O/T: single mom seeks working vacation - ideas?

MeAnthony

Member
I'm trying to help out a very good friend. She is separated, has a daughter and son, ages 10 and 8. She lost her mom to cancer just before Christmas. Those last few weeks were pretty rough. I've heard her mention frequently that she'd love to simply get away for a little while, recoup from everything, refocus, spend time with her kids, etc.

An ideal solution would be something where she could work part time to help make ends meet but still have time and energy to spend with the kids. They are definitely her highest priority.

In terms of where she'd like to go, I know she loves the Rockies. And probably the Cape Cod area. They took a family vacation to the East coast this past summer, while her mom was still able to get around. I'd assume that would bring back good memories?

This lady is a hard worker, very honest and fair. I'd trust her with anything. She loves animals, likes tractors and can drive a stick. She is awesome in the kitchen and can sing like you wouldn't believe. A few years ago she actually put together a cd of cover songs with a local company, it was released in Europe and stayed in the Top 10 for something like 3 - 4 months. Rather impressive for a country gal that's had no real training; just been singing with her family since she was a kid. But I digress...

I should mention that the kids are already home schooled, so that wouldn't be an issue.

Thank you for your comments and suggestions.

With appreciation,

Anthony
 
Sure thing, this gal is what you call smart, makes top selling cd ( she should have made enough money on that to take a vacation )
some thing is wrong with this person, if she can't keep her marraige going, she picked him.

I would think she could manage her life and choices so that she can get over her ill feelings and move on.
 
Yes she is employed. She works for a home health care company, helps take care of elderly/disabled who can"t do for themselves. She also does volunteer work along the same lines.

TASKS FOR THIS EXERCISE:
a. Answer these questions using the forum thread:
(i) How old are the friend's two children?
(ii) Which two areas does the friend love or probably love?
(iii) What kind of company employs the friend?
b. Write the next reply in the forum thread about the single mom's working vacation, starting right after its last post.

GIVEN ENTRIES:
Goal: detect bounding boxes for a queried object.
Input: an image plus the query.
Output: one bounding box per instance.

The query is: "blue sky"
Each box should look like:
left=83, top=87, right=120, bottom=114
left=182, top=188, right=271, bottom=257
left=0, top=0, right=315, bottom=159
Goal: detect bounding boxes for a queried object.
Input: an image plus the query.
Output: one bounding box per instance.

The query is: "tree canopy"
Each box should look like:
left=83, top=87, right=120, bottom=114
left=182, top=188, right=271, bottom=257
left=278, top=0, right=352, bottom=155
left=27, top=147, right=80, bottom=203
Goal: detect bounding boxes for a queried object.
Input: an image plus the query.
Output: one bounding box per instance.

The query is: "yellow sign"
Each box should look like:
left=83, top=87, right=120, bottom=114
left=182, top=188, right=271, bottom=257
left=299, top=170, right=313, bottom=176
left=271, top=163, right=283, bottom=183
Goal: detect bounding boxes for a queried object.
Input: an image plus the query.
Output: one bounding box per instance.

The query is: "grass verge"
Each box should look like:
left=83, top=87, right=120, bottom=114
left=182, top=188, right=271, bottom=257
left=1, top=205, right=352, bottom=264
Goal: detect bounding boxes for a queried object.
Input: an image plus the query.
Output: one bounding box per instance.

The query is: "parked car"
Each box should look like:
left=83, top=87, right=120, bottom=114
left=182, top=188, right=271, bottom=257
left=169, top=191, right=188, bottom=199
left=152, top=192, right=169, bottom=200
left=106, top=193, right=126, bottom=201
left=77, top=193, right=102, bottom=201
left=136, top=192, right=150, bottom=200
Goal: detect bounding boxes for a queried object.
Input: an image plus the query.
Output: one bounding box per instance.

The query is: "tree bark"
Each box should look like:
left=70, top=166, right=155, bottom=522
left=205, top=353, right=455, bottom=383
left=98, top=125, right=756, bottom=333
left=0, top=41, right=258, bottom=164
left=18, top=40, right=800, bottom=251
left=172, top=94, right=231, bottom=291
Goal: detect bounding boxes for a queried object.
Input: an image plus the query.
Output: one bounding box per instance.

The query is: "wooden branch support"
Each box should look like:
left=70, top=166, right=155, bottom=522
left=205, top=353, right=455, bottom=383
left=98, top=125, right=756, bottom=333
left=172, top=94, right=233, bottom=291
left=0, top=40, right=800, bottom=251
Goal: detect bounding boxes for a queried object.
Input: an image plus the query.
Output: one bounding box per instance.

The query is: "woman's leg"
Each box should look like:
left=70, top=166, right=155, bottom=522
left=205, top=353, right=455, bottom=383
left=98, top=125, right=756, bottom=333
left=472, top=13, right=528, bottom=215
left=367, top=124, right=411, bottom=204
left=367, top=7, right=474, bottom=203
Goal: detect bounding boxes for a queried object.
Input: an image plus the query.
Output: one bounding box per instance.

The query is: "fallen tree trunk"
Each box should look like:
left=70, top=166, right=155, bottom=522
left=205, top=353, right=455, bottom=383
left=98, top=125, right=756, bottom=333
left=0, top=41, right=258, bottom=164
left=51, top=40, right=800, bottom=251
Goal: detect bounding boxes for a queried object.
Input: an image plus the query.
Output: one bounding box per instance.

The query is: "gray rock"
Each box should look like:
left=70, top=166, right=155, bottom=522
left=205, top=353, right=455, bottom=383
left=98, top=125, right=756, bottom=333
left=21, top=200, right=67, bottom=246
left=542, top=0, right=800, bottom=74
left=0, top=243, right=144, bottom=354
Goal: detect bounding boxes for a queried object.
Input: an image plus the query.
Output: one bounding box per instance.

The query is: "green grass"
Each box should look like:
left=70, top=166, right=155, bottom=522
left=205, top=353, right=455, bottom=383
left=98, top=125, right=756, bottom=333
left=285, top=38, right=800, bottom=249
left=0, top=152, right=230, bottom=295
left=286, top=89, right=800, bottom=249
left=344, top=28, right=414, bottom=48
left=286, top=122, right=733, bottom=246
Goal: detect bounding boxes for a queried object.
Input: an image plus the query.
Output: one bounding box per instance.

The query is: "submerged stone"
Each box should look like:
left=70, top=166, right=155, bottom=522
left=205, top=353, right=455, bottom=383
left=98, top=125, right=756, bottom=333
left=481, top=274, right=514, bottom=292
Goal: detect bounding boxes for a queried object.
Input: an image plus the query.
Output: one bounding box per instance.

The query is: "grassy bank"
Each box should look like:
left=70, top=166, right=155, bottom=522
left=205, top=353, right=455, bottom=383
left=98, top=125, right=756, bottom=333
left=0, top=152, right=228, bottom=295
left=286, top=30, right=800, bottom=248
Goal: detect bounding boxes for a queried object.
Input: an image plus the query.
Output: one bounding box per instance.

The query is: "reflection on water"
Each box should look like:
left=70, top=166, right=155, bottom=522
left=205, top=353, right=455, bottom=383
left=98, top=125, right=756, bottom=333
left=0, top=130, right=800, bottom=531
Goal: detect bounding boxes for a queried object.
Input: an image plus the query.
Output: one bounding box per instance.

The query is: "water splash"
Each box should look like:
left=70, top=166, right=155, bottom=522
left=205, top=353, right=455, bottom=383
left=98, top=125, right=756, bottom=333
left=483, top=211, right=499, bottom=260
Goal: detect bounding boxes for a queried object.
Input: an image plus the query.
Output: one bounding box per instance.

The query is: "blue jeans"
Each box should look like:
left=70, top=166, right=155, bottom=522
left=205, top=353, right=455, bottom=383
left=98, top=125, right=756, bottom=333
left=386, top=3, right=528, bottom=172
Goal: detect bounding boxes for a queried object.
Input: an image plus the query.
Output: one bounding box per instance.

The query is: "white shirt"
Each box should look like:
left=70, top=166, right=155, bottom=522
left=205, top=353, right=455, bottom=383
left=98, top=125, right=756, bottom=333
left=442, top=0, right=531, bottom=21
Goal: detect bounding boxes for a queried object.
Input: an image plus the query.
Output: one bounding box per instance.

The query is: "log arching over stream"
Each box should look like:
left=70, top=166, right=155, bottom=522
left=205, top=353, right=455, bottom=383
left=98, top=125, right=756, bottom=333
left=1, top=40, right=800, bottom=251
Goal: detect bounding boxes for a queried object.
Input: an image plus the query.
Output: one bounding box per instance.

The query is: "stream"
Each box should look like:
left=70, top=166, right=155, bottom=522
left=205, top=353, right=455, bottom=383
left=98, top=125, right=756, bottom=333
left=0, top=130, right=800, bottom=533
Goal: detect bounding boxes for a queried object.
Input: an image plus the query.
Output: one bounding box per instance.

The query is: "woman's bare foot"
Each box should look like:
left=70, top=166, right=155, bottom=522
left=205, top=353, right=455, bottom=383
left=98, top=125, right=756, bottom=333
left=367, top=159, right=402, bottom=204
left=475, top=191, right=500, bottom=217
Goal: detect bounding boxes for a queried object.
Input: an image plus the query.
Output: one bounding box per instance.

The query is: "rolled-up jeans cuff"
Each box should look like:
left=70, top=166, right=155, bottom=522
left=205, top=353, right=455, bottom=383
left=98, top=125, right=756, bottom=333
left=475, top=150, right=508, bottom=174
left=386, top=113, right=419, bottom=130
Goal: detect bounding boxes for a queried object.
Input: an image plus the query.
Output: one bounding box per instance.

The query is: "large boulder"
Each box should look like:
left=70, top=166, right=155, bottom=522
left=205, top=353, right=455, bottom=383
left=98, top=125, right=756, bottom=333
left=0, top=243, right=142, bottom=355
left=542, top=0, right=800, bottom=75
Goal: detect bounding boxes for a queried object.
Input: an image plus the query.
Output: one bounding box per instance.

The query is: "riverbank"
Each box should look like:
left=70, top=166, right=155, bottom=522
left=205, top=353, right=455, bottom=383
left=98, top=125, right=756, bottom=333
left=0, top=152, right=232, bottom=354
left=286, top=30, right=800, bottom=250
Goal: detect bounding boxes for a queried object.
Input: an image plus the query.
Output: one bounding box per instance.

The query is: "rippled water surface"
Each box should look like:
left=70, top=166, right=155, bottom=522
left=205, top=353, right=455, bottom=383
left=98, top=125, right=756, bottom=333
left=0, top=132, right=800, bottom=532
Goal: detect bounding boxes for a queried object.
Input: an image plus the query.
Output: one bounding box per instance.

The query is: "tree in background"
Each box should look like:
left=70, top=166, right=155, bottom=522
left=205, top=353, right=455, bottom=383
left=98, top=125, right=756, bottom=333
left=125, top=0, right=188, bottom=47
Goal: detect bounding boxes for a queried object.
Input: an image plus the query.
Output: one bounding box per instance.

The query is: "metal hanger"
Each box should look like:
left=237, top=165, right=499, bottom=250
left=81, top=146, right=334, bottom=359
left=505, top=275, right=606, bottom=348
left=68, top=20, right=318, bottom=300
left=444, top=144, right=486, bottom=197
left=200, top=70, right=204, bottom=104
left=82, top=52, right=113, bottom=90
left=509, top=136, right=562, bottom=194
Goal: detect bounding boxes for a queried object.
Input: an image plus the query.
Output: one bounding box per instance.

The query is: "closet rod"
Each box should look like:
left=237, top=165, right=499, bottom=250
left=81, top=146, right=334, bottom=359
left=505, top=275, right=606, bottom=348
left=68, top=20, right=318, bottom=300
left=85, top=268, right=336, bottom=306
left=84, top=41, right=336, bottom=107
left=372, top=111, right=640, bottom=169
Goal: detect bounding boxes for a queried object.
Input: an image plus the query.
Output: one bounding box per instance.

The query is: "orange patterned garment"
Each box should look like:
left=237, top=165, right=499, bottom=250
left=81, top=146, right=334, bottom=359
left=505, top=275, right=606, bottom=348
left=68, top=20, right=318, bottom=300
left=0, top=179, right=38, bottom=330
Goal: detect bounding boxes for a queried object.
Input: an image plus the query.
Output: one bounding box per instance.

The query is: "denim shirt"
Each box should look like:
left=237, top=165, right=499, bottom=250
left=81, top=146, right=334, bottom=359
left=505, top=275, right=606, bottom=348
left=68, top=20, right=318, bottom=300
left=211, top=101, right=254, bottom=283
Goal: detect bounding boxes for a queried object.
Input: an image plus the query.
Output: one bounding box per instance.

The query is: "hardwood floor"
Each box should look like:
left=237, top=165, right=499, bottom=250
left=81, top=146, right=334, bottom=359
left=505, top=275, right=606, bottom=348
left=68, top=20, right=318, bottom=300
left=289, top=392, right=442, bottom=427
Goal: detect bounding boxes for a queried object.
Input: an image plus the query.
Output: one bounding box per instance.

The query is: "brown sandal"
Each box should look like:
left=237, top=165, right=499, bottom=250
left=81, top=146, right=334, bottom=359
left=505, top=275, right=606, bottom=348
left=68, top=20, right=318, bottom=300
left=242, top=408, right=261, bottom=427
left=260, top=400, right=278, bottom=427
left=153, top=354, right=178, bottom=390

WRITTEN ANSWERS:
a.
(i) Her daughter and son are 10 and 8.
(ii) The Rockies and probably the Cape Cod area.
(iii) A home health care company.

b.
Thanks,

Anthony
 
She had no expectation that her cd would be as popular as it was. She chose to NOT pursue music at that time because her kids were very young and she preferred to focus on them.

The fact is that her husband wrote her a letter several years ago stating that he "considered them to be divorced and would do as he wanted. She could do the same, and neither one needed to know what the other was doing." I suppose you pin that blame on her also? Any relationship requires effort and dedication from both individuals. ONE cannot make it work happily.

Thank you for your helpful and inspiring reply.

Anthony
 
Sorry to say that's what you are more than likely to get on here. I think they are saying this is the wrong medium to use to help your friend. Hope it all works out. sounds like a very talented and prioritizing lady. Good luck. RB
 
I'd like to help someone like this out but there are so many pitfalls involved especially with someone you don't know(and she doesn't either) its almost impossible. The kids would be the least of the problems.
I feel bad for people in circumstances like this. ........
 
I'd like to help, but not able to.... My first thought was that this could open a whole can of worms. Both for her, and for whomever takes her in.